In the data below, find each line carrying the string "curtain" and copy it out.

** INPUT RECORDS follows **

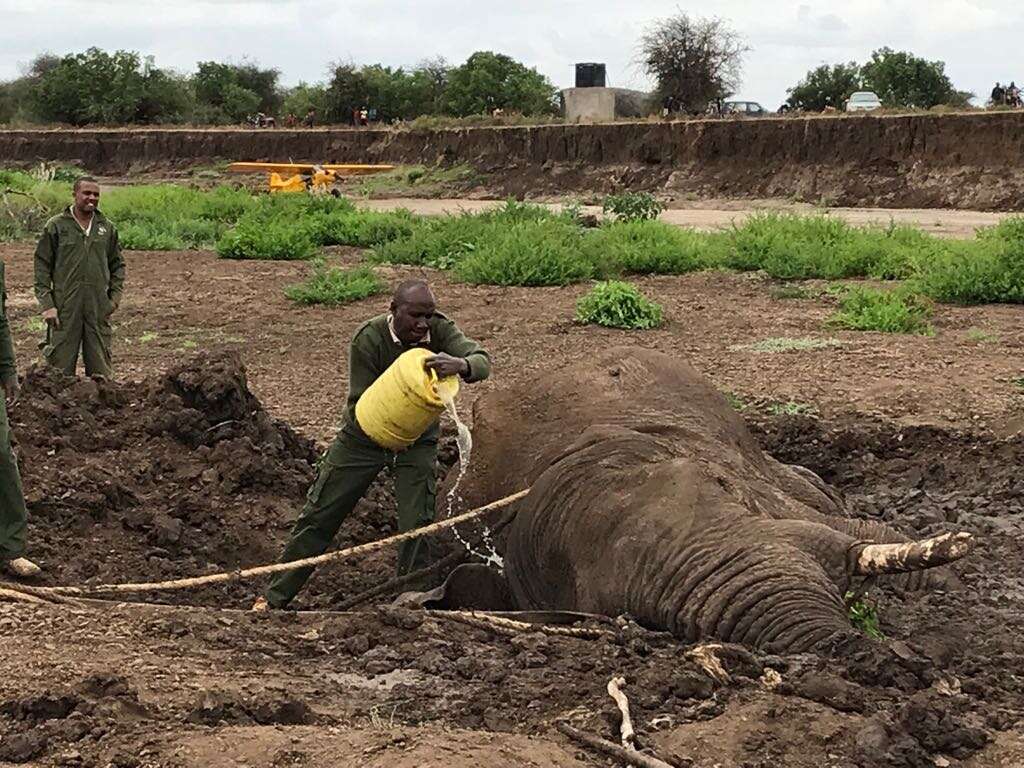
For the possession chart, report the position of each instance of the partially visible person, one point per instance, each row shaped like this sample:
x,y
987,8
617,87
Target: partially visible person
x,y
13,516
80,275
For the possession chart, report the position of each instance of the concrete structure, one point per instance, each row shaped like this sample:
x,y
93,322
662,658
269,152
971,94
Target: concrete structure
x,y
589,104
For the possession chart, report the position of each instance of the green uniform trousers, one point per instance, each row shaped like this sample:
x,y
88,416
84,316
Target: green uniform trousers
x,y
84,312
345,473
12,513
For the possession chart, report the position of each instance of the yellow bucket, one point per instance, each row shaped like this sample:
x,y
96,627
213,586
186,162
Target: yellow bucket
x,y
403,401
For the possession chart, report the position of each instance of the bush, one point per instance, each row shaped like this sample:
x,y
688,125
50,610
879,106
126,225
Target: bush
x,y
266,240
615,304
361,228
792,247
546,253
965,272
900,311
334,287
651,248
633,206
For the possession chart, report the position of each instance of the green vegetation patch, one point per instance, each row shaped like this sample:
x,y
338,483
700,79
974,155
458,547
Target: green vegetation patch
x,y
334,287
616,304
896,311
784,344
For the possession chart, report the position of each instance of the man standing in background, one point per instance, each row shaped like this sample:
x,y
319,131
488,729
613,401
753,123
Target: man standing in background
x,y
80,276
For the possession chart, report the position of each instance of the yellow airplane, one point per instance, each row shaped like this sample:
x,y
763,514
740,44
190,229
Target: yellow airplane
x,y
305,176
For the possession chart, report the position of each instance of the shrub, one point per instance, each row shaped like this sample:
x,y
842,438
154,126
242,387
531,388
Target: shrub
x,y
792,247
633,206
899,310
965,272
334,287
146,236
266,240
651,248
545,253
616,304
361,228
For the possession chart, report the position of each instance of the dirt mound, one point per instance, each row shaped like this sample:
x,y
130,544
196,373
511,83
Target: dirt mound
x,y
915,161
178,472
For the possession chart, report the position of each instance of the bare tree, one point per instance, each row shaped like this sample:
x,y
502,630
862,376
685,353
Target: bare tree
x,y
695,60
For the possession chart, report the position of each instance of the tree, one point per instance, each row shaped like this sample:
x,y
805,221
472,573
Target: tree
x,y
693,60
488,81
901,79
229,92
303,97
108,88
825,86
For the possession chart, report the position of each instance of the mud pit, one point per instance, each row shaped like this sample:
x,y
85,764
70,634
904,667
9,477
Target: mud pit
x,y
127,499
908,430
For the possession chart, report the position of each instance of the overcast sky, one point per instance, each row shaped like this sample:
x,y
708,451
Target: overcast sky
x,y
979,40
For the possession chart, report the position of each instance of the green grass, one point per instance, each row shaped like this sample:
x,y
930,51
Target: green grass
x,y
334,287
527,245
633,206
266,240
780,293
895,311
651,248
791,408
980,337
615,304
863,615
784,344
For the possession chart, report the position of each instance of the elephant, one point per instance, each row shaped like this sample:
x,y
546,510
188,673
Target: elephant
x,y
648,497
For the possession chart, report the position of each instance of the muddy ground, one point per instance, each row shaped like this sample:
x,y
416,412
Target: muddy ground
x,y
197,460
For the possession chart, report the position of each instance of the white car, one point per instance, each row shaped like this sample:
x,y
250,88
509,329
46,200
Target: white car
x,y
863,101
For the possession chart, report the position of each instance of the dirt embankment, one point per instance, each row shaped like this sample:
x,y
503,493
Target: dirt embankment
x,y
927,161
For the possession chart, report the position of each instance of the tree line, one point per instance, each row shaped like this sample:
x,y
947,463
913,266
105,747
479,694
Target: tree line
x,y
98,87
694,62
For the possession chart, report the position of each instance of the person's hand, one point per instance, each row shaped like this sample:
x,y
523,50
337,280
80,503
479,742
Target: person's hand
x,y
11,388
444,365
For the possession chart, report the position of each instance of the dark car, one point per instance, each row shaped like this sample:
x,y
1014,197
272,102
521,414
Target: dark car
x,y
749,109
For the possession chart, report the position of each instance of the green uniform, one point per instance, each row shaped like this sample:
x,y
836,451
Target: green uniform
x,y
353,461
12,514
82,274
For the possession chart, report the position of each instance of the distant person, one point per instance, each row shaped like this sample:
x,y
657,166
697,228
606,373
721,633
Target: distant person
x,y
13,515
80,276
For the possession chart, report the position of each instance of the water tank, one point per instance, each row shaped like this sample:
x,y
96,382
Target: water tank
x,y
590,75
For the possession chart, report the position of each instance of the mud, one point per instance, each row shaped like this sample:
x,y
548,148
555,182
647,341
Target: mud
x,y
185,685
926,161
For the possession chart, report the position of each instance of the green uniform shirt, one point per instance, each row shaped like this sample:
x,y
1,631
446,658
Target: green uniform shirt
x,y
68,259
8,368
373,350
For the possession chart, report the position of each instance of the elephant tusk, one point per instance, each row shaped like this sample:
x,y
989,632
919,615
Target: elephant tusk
x,y
875,559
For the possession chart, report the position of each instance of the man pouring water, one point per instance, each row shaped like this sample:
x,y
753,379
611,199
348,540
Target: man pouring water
x,y
353,460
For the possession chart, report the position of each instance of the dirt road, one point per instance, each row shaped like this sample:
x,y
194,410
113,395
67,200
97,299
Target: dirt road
x,y
716,214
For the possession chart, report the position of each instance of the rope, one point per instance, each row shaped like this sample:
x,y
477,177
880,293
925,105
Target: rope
x,y
505,626
237,576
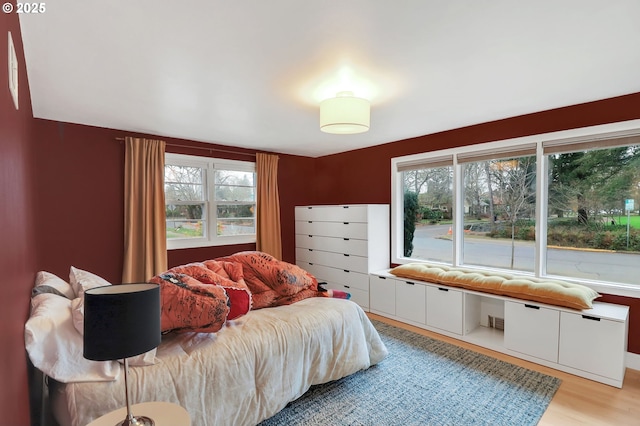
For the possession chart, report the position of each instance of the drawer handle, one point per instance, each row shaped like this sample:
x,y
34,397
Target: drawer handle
x,y
591,318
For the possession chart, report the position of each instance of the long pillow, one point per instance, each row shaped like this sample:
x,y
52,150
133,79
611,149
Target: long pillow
x,y
55,347
552,292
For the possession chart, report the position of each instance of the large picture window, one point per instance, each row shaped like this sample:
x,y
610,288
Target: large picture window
x,y
562,205
209,201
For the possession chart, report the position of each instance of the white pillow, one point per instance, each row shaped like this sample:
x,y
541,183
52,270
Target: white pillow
x,y
83,280
55,347
46,282
77,313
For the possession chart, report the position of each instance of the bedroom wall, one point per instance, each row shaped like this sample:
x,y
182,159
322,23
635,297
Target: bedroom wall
x,y
17,251
80,193
363,176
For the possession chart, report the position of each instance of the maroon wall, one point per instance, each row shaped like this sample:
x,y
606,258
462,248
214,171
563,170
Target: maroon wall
x,y
364,176
18,248
79,214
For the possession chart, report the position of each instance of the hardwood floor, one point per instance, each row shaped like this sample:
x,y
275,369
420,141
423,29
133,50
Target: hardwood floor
x,y
578,401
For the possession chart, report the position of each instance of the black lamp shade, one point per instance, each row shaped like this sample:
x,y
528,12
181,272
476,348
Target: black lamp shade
x,y
121,321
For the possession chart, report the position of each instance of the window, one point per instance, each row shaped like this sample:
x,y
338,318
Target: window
x,y
209,201
560,205
427,190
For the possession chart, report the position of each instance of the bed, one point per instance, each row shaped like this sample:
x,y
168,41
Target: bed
x,y
244,373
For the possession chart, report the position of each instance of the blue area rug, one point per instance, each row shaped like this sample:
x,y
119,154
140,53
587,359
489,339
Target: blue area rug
x,y
424,381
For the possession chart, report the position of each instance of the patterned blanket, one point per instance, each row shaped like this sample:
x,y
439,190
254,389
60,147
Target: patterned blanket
x,y
202,296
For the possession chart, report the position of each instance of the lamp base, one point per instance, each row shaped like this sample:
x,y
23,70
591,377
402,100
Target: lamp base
x,y
137,421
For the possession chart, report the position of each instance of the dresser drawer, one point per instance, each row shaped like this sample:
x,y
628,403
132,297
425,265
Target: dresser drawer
x,y
361,297
444,309
335,260
332,213
333,229
532,330
337,276
593,344
382,294
335,244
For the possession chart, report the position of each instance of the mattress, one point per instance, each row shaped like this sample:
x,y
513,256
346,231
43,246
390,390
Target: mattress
x,y
243,374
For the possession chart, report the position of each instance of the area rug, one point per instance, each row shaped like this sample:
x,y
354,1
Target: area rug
x,y
425,381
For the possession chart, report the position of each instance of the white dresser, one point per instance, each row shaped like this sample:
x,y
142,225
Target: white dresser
x,y
341,245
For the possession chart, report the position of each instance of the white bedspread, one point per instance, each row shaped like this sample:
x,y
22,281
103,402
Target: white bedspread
x,y
246,372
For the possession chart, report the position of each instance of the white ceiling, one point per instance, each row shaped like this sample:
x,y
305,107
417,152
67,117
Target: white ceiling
x,y
251,73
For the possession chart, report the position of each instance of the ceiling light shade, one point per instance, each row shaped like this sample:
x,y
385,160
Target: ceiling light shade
x,y
345,114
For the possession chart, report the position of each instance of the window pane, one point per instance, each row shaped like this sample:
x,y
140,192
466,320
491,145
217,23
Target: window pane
x,y
428,201
184,183
590,233
234,186
186,221
236,219
499,213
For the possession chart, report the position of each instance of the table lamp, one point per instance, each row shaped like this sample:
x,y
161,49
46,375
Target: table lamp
x,y
122,321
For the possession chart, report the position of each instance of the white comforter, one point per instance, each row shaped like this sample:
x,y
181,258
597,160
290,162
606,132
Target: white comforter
x,y
246,372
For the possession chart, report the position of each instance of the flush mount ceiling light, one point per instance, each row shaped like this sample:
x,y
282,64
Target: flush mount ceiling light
x,y
345,114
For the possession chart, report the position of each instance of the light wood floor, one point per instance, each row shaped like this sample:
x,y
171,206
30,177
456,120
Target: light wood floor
x,y
578,401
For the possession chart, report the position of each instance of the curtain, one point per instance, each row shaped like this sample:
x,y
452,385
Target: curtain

** End of INPUT RECORDS **

### RESULT FOR THIS TASK
For the possession chart, report the position of each instance of the curtain, one point per instance, each row shaped like this sample:
Target: curtain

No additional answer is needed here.